Document passage:
____________________
COSINE icon indicating copy to clipboard operation
COSINE copied to clipboard

How to train a semi-supervised learning

Open chiyuzhang94 opened this issue 2 years ago • 7 comments

Hi @yueyu1030 ,

Thanks for your great work.

I wonder how to use your code on semi-supervised learning. I want to provide a small amount of gold data and a large amount of unlabelled data and use COSINE for semi-supervised learning. Which method should I use? clean or selftrain? How should I set up the training data?

Thanks. Chiyu

chiyuzhang94 avatar Dec 22 '21 01:12 chiyuzhang94

Hi Chiyu,

To adapt COSINE for semi-supervised learning, I suggest you first train your model with clean labels (the same as the 'init' step in the paper), then use self-training to bootstrap over all data (labeled + unlabeled).

Best, Yue

yueyu1030 avatar Dec 23 '21 07:12 yueyu1030

Hi @yueyu1030 ,

Thanks for your reply. After training on clean data, do I need to apply it to unlabelled data or save predictions to another file? I saw your unlabelled samples contain labels.

Best, Chiyu

chiyuzhang94 avatar Dec 23 '21 08:12 chiyuzhang94

Hi Chiyu,

Yes, you need to save the pre-trained model training on clean data, which serves as the initialization for self-training.

For unlabeled data, here we keep the labels to make the format of labeled & unlabeled data the same, but we never use them in training.

Best, Yue

yueyu1030 avatar Dec 27 '21 03:12 yueyu1030

Thanks, @yueyu1030 !

I have another question. Could you tell me hyperparameters used for semi-supervised learning? Leaning rate, batch size, a number of training epochs/steps? I do not find in the paper.

Thanks!

chiyuzhang94 avatar Dec 28 '21 20:12 chiyuzhang94

I also wonder about the data loader when the training mode is "clean".

In trainer script, I think we should only use the gold data when the training mode is "clean". But this line combines gold data and unlabelled data. Could you check this?
____________________
Problems:
1 > Format the listing below as a Markdown table with columns Row and Line, numbering each row and skipping blank lines. Leave the picture out.
2 > Resume the thread about semi-supervised training with COSINE, continuing from its final sentence.

Extracted data:
____________________
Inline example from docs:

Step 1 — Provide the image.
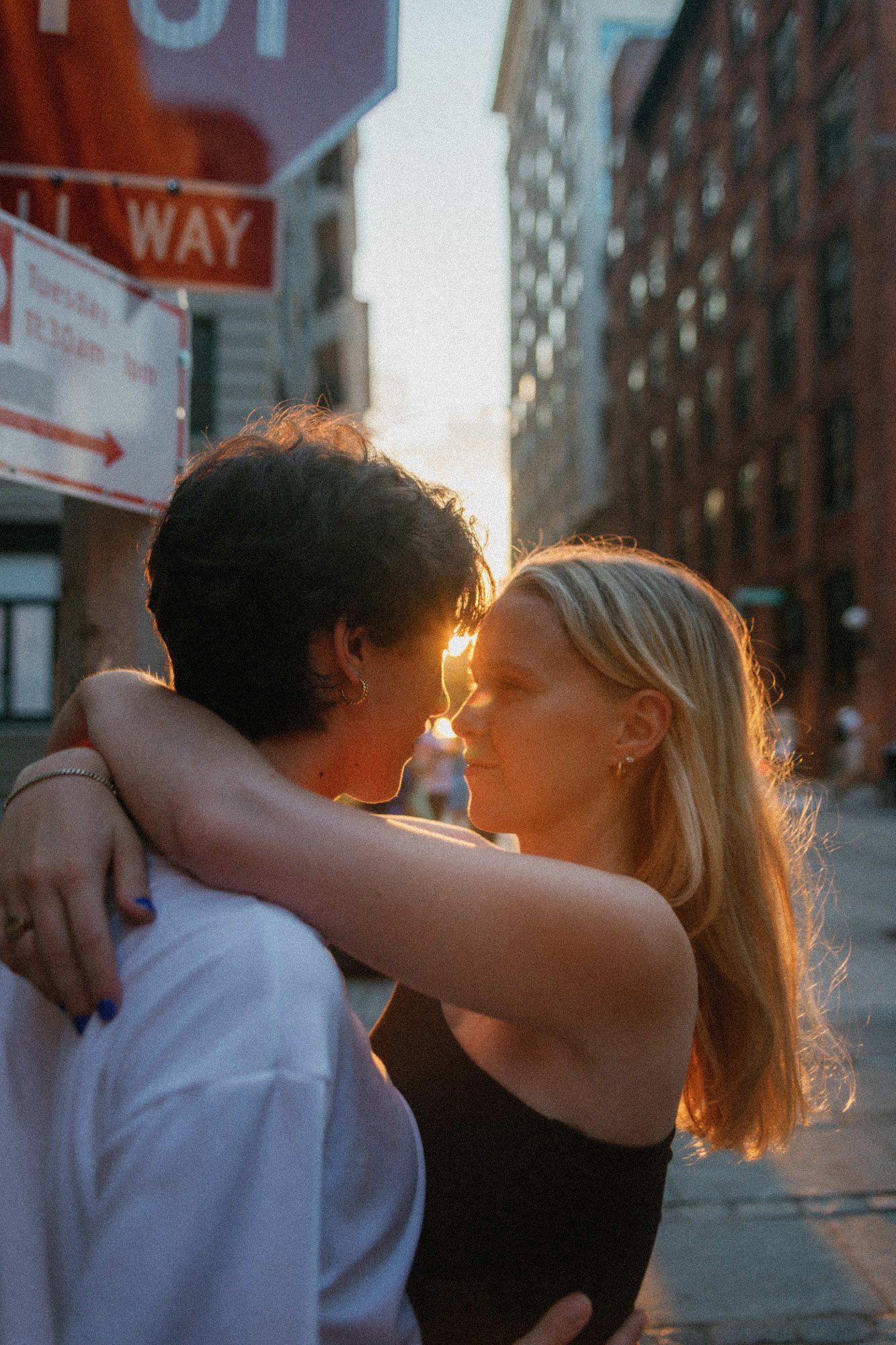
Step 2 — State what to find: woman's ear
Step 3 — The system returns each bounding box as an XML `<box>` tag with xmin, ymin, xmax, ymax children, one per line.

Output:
<box><xmin>620</xmin><ymin>687</ymin><xmax>673</xmax><ymax>761</ymax></box>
____________________
Replies:
1 >
| Row | Line |
|---|---|
| 1 | Inline example from docs: |
| 2 | Step 1 — Provide the image. |
| 3 | Step 2 — State what to find: woman's ear |
| 4 | Step 3 — The system returns each bounding box as an XML `<box>` tag with xmin, ymin, xmax, ymax children, one per line. |
| 5 | Output: |
| 6 | <box><xmin>620</xmin><ymin>687</ymin><xmax>673</xmax><ymax>761</ymax></box> |

2 >
Thank. Chiyu

chiyuzhang94 avatar Dec 29 '21 02:12 chiyuzhang94

Hi,

For parameter setting, since COSINE is not mainly designed for semi-supervised learning, I haven't tuned the hyperparameters carefully. Overall, I believe the learning rate for fine-tuning can be searched from {1e-5, 2e-5, 5e-5} and {1e-6, 5e-6, 1e-5} for self-training, batch size for labeled data can be {4, 8, 16} and the number of epochs could be around 10 for initialization and {1000, 2000, 3000} steps for self-training.

For training with clean labeled data, we need to use both labeled data and unlabeled data (since this mode is mainly used for estimating the model's performance with full clean data). So we need to combine the gold data and unlabelled data.

I am traveling so the response might be a little late. Sorry for that and feel free to ask me other questions wrt. experiments.

Best, Yue

yueyu1030 avatar Dec 30 '21 08:12 yueyu1030

Hi,

Thanks. Hope you have a nice trip.

I still cannot get the point of why you combine the gold data and unlabelled data when you train on clean mode. I think you train a model with gold data and evaluate on gold data initially, and then do self-training that uses both the gold data and unlabelled data.

Another question: When your training mode is "selftrain", I find you already had two steps (initial training and self-training )in your code. I guess that I don't need to have a separate step to train an initial model with gold data and that I can just give the gold data as training data and train on "selftrain" mode. What do you think?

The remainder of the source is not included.